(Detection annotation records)
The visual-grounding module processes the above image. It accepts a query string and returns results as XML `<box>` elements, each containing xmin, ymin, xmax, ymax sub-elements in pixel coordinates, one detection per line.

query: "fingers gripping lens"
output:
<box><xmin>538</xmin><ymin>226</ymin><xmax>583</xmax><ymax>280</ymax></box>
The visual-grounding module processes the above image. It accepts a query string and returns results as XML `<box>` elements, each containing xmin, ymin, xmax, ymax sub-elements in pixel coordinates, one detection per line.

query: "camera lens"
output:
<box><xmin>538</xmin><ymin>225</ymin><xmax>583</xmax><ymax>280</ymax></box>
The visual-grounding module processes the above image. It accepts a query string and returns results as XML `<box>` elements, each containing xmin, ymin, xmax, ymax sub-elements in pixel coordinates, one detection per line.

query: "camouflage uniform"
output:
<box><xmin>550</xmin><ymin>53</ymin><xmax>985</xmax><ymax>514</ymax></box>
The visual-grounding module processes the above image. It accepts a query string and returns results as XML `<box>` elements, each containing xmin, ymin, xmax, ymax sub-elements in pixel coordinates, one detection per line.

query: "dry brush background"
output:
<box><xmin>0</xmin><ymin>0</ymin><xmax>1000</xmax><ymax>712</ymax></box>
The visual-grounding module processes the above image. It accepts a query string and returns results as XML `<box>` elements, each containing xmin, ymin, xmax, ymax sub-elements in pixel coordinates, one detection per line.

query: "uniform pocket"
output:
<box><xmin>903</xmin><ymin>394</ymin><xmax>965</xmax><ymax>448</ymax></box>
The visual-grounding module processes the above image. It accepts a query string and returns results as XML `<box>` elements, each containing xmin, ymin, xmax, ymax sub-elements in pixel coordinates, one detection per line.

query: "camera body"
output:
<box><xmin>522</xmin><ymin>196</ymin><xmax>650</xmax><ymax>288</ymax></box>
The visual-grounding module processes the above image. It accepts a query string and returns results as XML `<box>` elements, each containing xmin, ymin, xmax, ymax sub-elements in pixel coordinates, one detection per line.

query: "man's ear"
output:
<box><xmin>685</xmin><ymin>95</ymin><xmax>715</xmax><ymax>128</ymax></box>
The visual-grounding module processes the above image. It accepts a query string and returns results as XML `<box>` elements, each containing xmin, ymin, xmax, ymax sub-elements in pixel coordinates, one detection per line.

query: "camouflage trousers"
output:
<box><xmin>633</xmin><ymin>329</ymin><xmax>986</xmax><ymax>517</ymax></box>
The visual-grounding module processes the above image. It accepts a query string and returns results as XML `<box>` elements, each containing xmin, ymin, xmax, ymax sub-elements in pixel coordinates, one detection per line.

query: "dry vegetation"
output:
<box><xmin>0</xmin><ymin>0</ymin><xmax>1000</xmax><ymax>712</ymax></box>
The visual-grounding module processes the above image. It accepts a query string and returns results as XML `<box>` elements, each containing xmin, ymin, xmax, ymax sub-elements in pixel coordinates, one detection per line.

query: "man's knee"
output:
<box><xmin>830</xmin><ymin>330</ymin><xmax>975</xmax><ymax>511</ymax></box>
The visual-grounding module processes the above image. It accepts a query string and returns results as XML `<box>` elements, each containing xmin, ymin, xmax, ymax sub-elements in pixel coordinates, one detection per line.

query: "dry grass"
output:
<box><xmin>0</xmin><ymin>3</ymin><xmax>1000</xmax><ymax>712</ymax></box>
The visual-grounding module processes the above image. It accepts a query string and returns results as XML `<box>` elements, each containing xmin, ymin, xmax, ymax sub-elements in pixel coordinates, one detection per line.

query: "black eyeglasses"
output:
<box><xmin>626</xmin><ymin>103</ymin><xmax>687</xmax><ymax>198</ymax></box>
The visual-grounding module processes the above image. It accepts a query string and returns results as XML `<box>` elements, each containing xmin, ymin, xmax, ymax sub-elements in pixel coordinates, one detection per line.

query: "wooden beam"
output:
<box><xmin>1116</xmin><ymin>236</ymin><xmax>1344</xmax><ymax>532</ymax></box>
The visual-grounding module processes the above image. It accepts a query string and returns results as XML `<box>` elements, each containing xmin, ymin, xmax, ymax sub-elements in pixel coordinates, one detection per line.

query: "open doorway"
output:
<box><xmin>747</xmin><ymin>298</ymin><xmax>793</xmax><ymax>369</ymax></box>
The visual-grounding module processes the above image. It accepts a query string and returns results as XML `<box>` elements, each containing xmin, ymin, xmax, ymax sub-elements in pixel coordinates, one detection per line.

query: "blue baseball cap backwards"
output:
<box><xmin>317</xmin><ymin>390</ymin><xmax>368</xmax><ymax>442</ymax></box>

What you have to do: Copy the material above back out, exactly as written.

Exercise result:
The visual-grounding module processes the above image. It accepts a query string and returns results as XML `<box>` elements, each containing xmin, ymin, xmax, ymax sub-elements in pixel coordinates, one detection per line.

query: "fingers gripping lens"
output:
<box><xmin>538</xmin><ymin>226</ymin><xmax>583</xmax><ymax>280</ymax></box>
The visual-grounding module processes the above image. It accepts a query string and returns results as XML `<box>` elements, each containing xmin, ymin, xmax, ymax sub-elements in pixel coordinates, one detection per line.

query: "camera lens"
output:
<box><xmin>538</xmin><ymin>225</ymin><xmax>583</xmax><ymax>280</ymax></box>
The visual-grounding module processes the above image. It accepts a query string and returns results as XML `<box>` elements, each containing xmin, ymin, xmax, ymax sub-elements in pixel coordinates, one detection per line.

query: "camouflage uniform"
output:
<box><xmin>550</xmin><ymin>53</ymin><xmax>985</xmax><ymax>514</ymax></box>
The visual-grounding module processes the above image. It accepts a query string and returns results as XML `<box>` elements, each containing xmin, ymin, xmax, ymax sub-elements in pixel coordinates, one detection per line.

query: "dry brush background"
output:
<box><xmin>0</xmin><ymin>0</ymin><xmax>1000</xmax><ymax>712</ymax></box>
The visual-grounding module processes the above image. It accepts a query string and returns results as XML `<box>` elements, each containing xmin, ymin, xmax, ymax sub-elements in pixel coordinates, one detection per line.

query: "uniform pocket"
output:
<box><xmin>903</xmin><ymin>394</ymin><xmax>965</xmax><ymax>448</ymax></box>
The visual-grounding module processes the above image. It accepts a query string and returns results as XML `<box>` elements, each containing xmin, ymin, xmax, ymax sub-elements in pixel coordinates, one detection per line.

query: "camera body"
output:
<box><xmin>522</xmin><ymin>196</ymin><xmax>650</xmax><ymax>288</ymax></box>
The visual-grounding module processes the above image. It accepts a query string and returns results as XML `<box>` elements, each containing xmin, ymin, xmax, ymax sub-elements in pixel coordinates, one detection per line.

query: "man's ear"
output:
<box><xmin>685</xmin><ymin>95</ymin><xmax>715</xmax><ymax>128</ymax></box>
The visual-grounding module processes the above image. It accepts a query string and returns results as XML `<box>` elements, each containing xmin, ymin, xmax, ymax sub-elements in pixel coordinates, one detection per line.

query: "camouflage trousers"
output:
<box><xmin>633</xmin><ymin>329</ymin><xmax>986</xmax><ymax>517</ymax></box>
The visual-grounding module processes the above image. It accepts a query string and returns results as XML `<box>` elements, each containing xmin, ymin, xmax, ymax sub-elements in pixel coordinates, one detection per line.

query: "dry vegetation"
output:
<box><xmin>0</xmin><ymin>0</ymin><xmax>1000</xmax><ymax>712</ymax></box>
The visual-grounding module processes the above image. It accepts a query string and returns results as XML `<box>` elements, each containing xmin, ymin, xmax, ymax sub-elements in pixel coordinates, one detection per line.

query: "man's knee"
output:
<box><xmin>830</xmin><ymin>330</ymin><xmax>975</xmax><ymax>511</ymax></box>
The visual-grounding module processes the above image. It accepts a query string and returns results as XML `<box>` elements, each containing xmin, ymin, xmax, ymax sub-elements in pixel coordinates, one detection per line.

query: "dry grass"
output:
<box><xmin>0</xmin><ymin>3</ymin><xmax>1000</xmax><ymax>712</ymax></box>
The visual-grounding module processes the above image. It accepts a query string and returns results as XML `<box>` elements, each containing xmin, ymin, xmax, ymax sub-elements in pixel coordinates, one detection per line.

query: "black eyeglasses"
output:
<box><xmin>626</xmin><ymin>103</ymin><xmax>687</xmax><ymax>198</ymax></box>
The visual-grounding module processes the above image. It accepts a query string and returns results as XML `<box>` elements, each containing xmin, ymin, xmax, ymax sub-elements in pixel coordinates, one detection per line.

query: "wooden beam"
output:
<box><xmin>1116</xmin><ymin>236</ymin><xmax>1344</xmax><ymax>532</ymax></box>
The visual-grounding module processes the above image. It accepts a query string and returns results as XML `<box>` elements, each containing xmin, ymin, xmax, ymax sub-elements in pixel coordinates, one detection per line.

query: "open doorway"
output:
<box><xmin>747</xmin><ymin>298</ymin><xmax>793</xmax><ymax>369</ymax></box>
The visual-grounding module processes the above image. It accepts a query string and returns results as XML `<box>` elements, each containing xmin, ymin, xmax, ymax sub-elements in pixel coordinates, one detection per line.

query: "blue baseball cap backwards"
output:
<box><xmin>317</xmin><ymin>390</ymin><xmax>368</xmax><ymax>442</ymax></box>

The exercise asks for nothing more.